** start Source document **

I have no opinion on that.
>
> #10 (Variable tabstops) sounds interesting. I haven't tested it.
> Reportedly still in alpha. Probably wait some more (Vim 8.0 ?) but keep
> an eye on it.
I'd like that one.
>
> #9 (Relative line numbers) sounds interesting. I haven't tested it. Its
> authors say "it works". I don't feel competent to evaluate it by
> eyeballing the code.
I'd really like that one.
>
> #7 (Bill McCarthy's additional float functions). This one I've taken up
> in my "Huge" Vim. Not a single problem AFAICT. Code examination shows
> that it is done cleanly and simply, within #ifdef FEAT_FLOAT, and does
> not interfere with other stuff outside the "call function -> return
> value" codepath. IMHO this one is the most worthy of including into
> mainline Vim (and perhaps the least risky). Maybe a one-time check in a
> build with FEAT_EVAL on and FEAT_FLOAT off to make sure no #ifdef was
> forgotten. (I already compile a Tiny build without +eval in addition to
> my Huge build, from the same source, and no problems there either.)

** end Source document **

→ **What you will do**:
1/ Can you print the records from the line containing "Would you mind picking out the silver" through the line containing "<point>738,851</point>", both lines included, with no changes?
2/ Would you proceed with the discussion of proposed Vim patches, picking up after its last sentence?

** start Listed entries **

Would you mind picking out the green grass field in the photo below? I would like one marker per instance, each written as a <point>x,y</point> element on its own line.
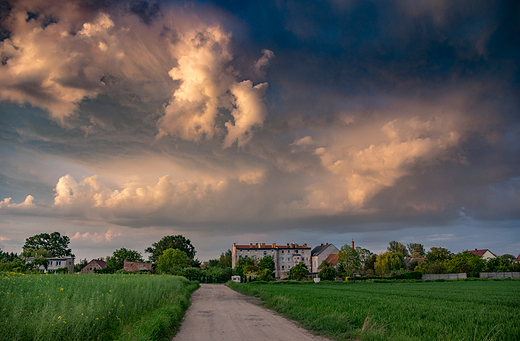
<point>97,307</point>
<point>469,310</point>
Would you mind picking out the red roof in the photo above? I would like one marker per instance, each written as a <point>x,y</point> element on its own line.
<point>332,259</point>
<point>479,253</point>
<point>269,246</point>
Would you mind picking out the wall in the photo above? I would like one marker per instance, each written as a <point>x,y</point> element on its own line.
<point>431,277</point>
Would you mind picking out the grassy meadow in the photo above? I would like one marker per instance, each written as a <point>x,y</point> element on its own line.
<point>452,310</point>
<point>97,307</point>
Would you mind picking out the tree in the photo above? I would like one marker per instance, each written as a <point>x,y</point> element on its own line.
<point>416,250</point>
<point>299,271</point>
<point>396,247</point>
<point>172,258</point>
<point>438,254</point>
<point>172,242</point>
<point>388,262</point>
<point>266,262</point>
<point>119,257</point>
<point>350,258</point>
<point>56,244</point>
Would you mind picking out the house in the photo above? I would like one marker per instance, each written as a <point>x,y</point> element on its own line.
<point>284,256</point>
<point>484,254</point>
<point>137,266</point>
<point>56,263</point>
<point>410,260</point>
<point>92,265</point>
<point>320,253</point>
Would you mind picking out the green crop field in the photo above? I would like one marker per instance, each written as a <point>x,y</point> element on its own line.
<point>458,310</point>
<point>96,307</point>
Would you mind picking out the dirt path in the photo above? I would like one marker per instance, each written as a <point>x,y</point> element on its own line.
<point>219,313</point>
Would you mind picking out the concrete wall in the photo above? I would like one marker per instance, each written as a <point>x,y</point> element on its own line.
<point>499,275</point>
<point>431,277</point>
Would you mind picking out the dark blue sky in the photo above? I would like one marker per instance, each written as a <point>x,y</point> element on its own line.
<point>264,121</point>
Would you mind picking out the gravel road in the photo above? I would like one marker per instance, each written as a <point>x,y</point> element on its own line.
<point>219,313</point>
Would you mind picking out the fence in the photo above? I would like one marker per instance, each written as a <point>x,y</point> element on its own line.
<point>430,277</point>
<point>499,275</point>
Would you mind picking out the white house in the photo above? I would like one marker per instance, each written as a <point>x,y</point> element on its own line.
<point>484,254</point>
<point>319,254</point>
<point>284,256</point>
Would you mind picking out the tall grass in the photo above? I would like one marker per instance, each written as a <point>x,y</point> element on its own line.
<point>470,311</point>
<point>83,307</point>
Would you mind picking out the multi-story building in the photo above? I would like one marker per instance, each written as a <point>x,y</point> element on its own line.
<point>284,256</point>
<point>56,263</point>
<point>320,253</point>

** end Listed entries **
** start Listed entries **

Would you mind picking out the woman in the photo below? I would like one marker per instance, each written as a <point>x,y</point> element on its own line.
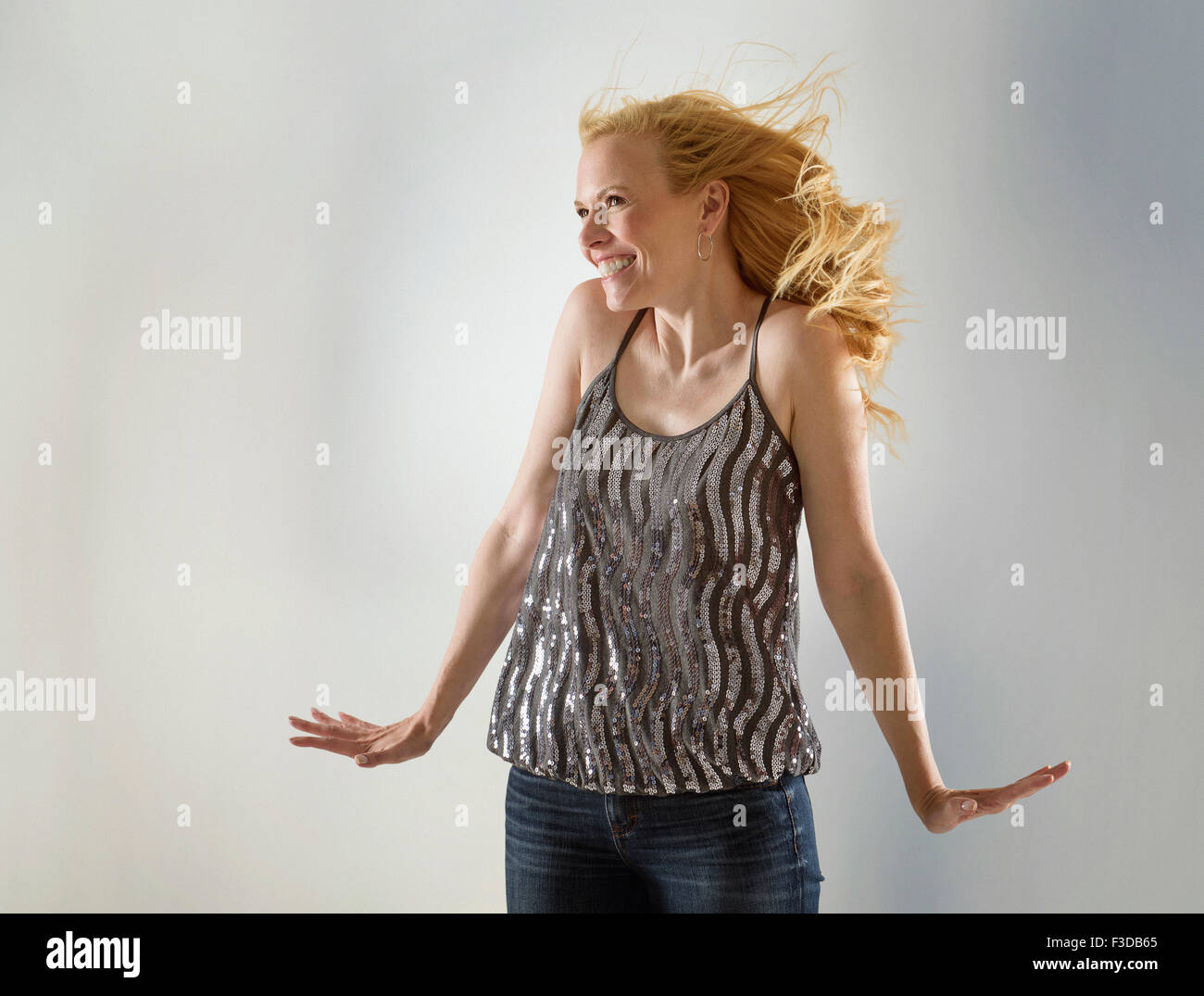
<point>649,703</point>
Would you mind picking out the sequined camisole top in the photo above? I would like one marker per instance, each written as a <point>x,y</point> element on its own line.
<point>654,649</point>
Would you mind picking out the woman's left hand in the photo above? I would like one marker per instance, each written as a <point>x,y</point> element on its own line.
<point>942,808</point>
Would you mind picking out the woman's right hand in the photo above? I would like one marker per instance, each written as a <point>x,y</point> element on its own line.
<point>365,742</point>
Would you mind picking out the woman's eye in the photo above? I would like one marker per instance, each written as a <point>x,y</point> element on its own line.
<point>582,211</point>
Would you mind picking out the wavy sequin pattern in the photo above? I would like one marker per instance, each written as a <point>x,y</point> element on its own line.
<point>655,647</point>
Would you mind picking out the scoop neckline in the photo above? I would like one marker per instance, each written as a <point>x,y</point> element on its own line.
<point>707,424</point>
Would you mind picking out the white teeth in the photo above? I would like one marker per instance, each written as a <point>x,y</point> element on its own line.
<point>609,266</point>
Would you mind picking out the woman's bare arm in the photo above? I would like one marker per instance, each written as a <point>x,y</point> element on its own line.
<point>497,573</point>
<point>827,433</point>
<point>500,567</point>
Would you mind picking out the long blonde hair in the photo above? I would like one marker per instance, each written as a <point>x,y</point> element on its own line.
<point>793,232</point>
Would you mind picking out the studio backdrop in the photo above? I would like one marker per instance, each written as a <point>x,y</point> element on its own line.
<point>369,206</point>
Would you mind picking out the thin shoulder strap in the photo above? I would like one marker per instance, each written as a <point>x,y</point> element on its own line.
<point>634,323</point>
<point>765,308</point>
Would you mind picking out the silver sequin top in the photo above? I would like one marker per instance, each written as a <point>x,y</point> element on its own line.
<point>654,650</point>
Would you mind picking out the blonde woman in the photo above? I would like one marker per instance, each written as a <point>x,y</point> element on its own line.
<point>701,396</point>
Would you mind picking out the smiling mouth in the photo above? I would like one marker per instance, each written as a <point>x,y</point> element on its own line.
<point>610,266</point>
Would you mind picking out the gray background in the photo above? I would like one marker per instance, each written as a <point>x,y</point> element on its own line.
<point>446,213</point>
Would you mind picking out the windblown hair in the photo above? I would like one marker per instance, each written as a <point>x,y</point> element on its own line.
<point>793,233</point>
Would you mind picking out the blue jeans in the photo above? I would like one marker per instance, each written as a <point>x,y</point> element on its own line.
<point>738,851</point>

** end Listed entries **
** start Listed entries **

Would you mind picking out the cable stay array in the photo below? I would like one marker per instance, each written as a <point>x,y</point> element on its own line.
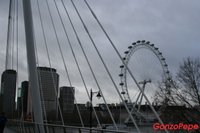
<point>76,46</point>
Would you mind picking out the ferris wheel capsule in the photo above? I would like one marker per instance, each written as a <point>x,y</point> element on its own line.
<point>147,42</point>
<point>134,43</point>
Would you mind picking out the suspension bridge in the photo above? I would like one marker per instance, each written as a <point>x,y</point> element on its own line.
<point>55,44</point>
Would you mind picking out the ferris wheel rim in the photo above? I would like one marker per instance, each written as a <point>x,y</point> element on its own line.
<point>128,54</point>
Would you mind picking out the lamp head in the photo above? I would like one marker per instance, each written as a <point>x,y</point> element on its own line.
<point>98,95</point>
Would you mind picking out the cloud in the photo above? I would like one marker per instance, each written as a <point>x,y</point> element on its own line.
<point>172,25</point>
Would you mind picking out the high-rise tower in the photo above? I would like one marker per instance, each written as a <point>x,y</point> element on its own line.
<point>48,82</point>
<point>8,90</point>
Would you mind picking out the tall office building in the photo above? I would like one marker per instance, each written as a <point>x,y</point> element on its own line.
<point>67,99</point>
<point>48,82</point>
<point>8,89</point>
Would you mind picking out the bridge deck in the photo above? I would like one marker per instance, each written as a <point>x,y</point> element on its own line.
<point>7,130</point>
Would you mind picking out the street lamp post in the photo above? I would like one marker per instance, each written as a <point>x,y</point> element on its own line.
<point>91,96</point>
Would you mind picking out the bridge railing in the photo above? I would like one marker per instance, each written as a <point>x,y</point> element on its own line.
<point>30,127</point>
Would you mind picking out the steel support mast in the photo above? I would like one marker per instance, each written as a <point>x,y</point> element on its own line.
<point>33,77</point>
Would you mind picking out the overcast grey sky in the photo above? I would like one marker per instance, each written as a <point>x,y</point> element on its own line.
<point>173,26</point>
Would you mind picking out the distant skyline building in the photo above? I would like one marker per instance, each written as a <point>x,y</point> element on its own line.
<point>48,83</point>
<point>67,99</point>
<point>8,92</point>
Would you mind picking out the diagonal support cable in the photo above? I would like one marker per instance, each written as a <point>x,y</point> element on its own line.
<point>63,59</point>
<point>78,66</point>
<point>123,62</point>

** end Listed entries **

→ **The replies**:
1/
Would you mind picking out the silver sequin top in the photo above? I would like one marker per instance, each written as a <point>x,y</point> element on its own line.
<point>654,650</point>
Would you mind picking out the blonde woman in the photo above? I would like one marker per instance, each written as a <point>x,y</point> element on its own line.
<point>701,396</point>
Would you mind picking out the smiling mouth in the photo above? I would like one marker per instance, each written as a <point>x,y</point> element on its own line.
<point>610,266</point>
Would you mind picking out the gray background in the photo above? I would like one marker per instance, each written as a <point>x,y</point> element on its own line.
<point>446,213</point>
Would you mind picking out the windblown hair in the photo above? I would like one marker per instance, each written as a <point>x,y</point> element on its own line.
<point>793,233</point>
Would you mind picking out the blue jeans in the photo above? I would like one marker per instance, each written as a <point>x,y</point> element on its own line.
<point>738,851</point>

2/
> Documentation exists and is well-written, as a separate helpfile to
> avoid problems with rsync; probably merge that into eval.txt.
If you consider that, would you also consider including a random()
function call?
Additionally I'd like persistent undo (#4), unified colors (#12) and
correctly indent wrapped lines (#15) and maybe quickfix-title from the
extended git repository as well as fast-join and really nice would be
the margincolumn patch that was floating around vim_dev for some time.
regards,
Christian
Pretty stable alpha, I'd say. It's of limited use for programming but
I've been using it for configuration files and it's been totally
reliable since the last update in Nov 2009.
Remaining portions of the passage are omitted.